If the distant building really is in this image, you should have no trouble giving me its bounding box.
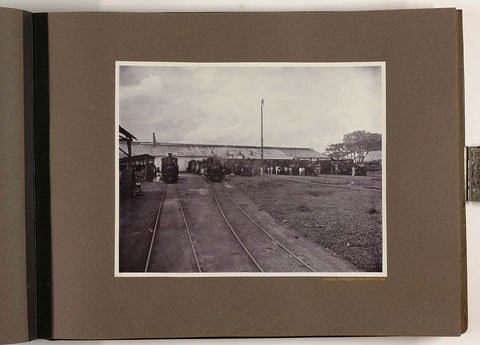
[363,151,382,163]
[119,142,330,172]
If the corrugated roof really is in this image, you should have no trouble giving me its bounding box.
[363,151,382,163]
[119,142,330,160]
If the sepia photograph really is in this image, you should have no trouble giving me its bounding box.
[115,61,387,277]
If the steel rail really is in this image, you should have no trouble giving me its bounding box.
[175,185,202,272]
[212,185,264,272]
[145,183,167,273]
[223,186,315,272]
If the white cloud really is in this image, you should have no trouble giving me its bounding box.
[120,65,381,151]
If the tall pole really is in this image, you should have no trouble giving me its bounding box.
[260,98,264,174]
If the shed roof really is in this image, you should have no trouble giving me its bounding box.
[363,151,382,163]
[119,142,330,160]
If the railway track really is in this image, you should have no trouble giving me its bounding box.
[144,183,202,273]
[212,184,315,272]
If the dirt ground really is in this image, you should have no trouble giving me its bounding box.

--

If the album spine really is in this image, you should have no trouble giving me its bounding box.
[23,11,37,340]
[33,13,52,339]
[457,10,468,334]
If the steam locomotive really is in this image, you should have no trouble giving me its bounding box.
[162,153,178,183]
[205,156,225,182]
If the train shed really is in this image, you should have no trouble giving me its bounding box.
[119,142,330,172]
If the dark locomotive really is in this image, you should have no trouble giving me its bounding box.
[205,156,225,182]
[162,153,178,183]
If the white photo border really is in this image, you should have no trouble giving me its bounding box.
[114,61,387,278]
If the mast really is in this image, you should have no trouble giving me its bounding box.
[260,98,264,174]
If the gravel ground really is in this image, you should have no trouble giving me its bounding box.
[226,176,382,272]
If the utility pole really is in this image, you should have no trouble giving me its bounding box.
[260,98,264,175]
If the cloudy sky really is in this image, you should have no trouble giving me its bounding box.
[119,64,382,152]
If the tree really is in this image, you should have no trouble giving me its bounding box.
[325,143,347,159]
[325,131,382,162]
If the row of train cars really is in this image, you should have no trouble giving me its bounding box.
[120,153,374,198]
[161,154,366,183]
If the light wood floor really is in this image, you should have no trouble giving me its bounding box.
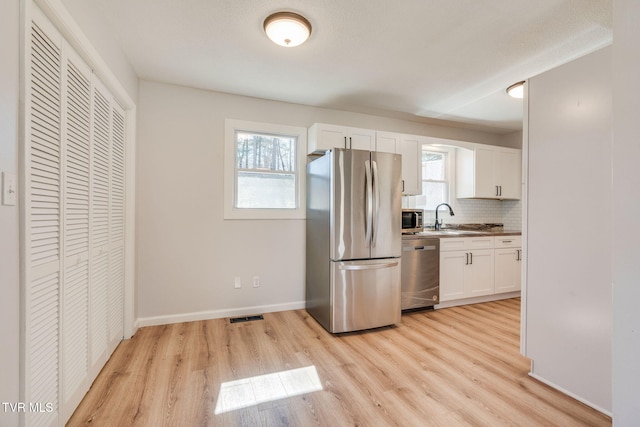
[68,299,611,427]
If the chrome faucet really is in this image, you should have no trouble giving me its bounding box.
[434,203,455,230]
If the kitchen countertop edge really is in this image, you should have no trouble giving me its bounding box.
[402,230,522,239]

--

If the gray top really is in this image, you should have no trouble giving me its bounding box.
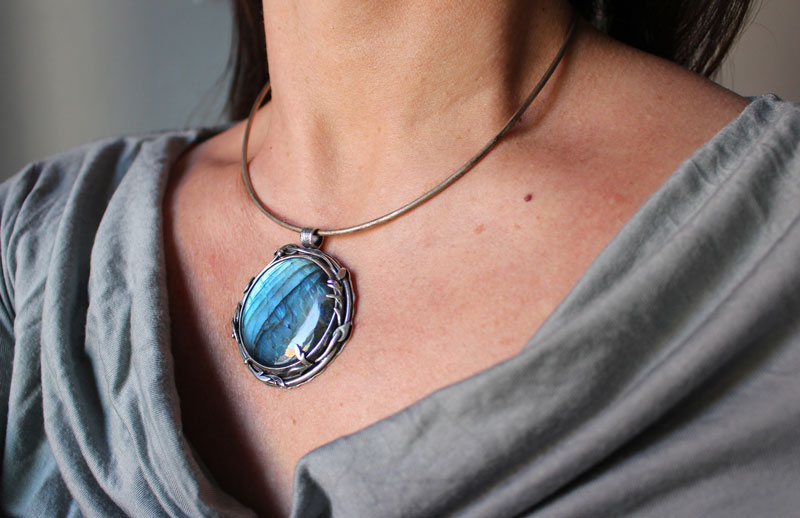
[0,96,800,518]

### Exercise goal
Please echo, unchanged, the lines in the entries above, from the line that contains "If the corrugated" through the line that contains "If the dirt", with both of those lines included.

### Solution below
If the corrugated roof really is in this image, you should have no trouble giving me its bounding box.
[363,151,382,163]
[119,142,330,160]
If the sepia photograph really is in this image, you should have no trouble giving me its bounding box.
[115,61,387,277]
If the steel rail really is in this image, you should have no trouble giving me its bounding box.
[175,185,202,272]
[212,185,264,272]
[145,183,167,273]
[223,186,315,272]
If the white cloud really is in this image, you should have no trouble giving me its bounding box.
[120,65,381,151]
If the tall pole really is in this image, you should have no trouble giving me its bounding box.
[260,98,264,174]
If the shed roof really is in this image, you should have no trouble giving me its bounding box.
[363,151,382,163]
[119,142,330,160]
If the railway track really is in this image, you should have no trouble giving me its bounding box.
[144,183,202,273]
[212,184,315,272]
If the dirt ground really is in this image, you should have no trouble giving me its bounding box.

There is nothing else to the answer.